*** Provided entries ***
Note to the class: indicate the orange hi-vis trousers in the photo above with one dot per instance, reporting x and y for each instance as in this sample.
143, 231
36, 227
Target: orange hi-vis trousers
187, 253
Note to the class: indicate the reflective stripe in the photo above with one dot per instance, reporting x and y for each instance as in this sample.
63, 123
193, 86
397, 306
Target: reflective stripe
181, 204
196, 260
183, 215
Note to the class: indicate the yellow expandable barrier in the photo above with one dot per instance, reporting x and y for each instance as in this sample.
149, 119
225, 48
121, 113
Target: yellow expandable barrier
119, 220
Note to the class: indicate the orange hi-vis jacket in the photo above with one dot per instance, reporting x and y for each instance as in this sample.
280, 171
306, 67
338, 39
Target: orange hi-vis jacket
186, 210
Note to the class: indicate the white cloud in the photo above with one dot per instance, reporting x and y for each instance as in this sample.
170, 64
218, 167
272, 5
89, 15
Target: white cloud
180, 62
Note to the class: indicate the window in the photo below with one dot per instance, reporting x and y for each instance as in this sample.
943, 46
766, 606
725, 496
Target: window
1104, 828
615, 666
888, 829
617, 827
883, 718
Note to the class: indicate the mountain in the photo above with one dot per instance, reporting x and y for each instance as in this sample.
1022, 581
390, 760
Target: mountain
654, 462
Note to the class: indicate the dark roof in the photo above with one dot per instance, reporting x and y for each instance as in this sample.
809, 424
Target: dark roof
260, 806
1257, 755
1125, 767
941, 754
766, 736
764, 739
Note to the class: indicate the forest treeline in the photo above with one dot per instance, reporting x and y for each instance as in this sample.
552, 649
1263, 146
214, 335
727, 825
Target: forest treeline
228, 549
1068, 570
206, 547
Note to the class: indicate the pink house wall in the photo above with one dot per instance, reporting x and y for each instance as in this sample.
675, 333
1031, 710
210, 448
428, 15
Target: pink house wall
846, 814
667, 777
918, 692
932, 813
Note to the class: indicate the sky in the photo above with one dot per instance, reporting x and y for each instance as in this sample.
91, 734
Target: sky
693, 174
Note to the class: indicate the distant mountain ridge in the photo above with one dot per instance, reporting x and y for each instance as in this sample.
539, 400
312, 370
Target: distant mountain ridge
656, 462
***
Swap "Note to the class" for "Instruction for the class" everywhere in the items above, and write all of them out again with nothing else changed.

Instruction for the class: indicate the orange hi-vis trousers in the photo above with one dot per instance, reporting x and y for each instance as in this sample.
143, 231
36, 227
Target: orange hi-vis trousers
187, 253
Instruction for the class: indicate the reflective stripe in the photo above with one dot per instance, reporting x and y for each instance as in this sample.
63, 123
193, 86
397, 306
Target: reflective stripe
181, 204
196, 260
183, 215
Instruction for the class: indicate the yellow expandable barrier in the photo above with one dot per instance, reporting x and y for each instance as in this sample.
149, 119
225, 48
121, 113
Target: yellow expandable barrier
119, 220
Instruction for the class: indicate the orange hi-vis jacket in the photo above with one dot per instance, reporting x and y for each instance as in this sample.
280, 171
306, 67
338, 39
Target: orange hi-vis jacket
186, 210
Instruction for the class: indicate the white cloud in the photo above with one dot per instance, reporting x and y for each instance as in this sample.
170, 64
218, 167
272, 5
89, 15
Target: white cloud
180, 62
Instruction for the class: indicate the window in the photo below with one dot per instance, reporting x and y for each instance as in this sample.
943, 46
766, 606
725, 496
Target: window
1104, 828
615, 666
888, 829
617, 827
883, 718
Instruction for the class: indicate the mountain in the photo above with one dot per instance, reporting x and y for each instance as in this sample.
1022, 581
390, 760
Target: mountain
654, 462
Instruction for the class: indicate the dark roof in the photo above with one dot per instance, reporting x and y for each instance as in this sample.
809, 424
Target: dark roof
260, 806
1257, 755
1125, 767
941, 754
766, 736
764, 739
Instruction for the class: indicate the forest treeline in the photo above with one dot per instance, reporting x and y for each instance as in this sample.
552, 649
1263, 146
214, 335
727, 825
Target: forest treeline
228, 549
1068, 570
206, 547
Instruction for the class: indicate the pink house wall in the photo above with one dot per instance, reporting x and y for each instance as in this sample.
675, 333
1031, 710
210, 448
428, 15
Target: pink house wall
846, 814
667, 777
918, 692
932, 813
Instruction for the class: indicate the sky in the photo above with one dot per instance, reporting x and y for each instance as in this sample.
91, 734
Target: sky
693, 174
Instruction for the class: indicate the distant mountain ridge in the photo above with one dot per instance, reporting x and y for each instance as in this sample.
539, 400
312, 370
Target: distant mountain ridge
656, 462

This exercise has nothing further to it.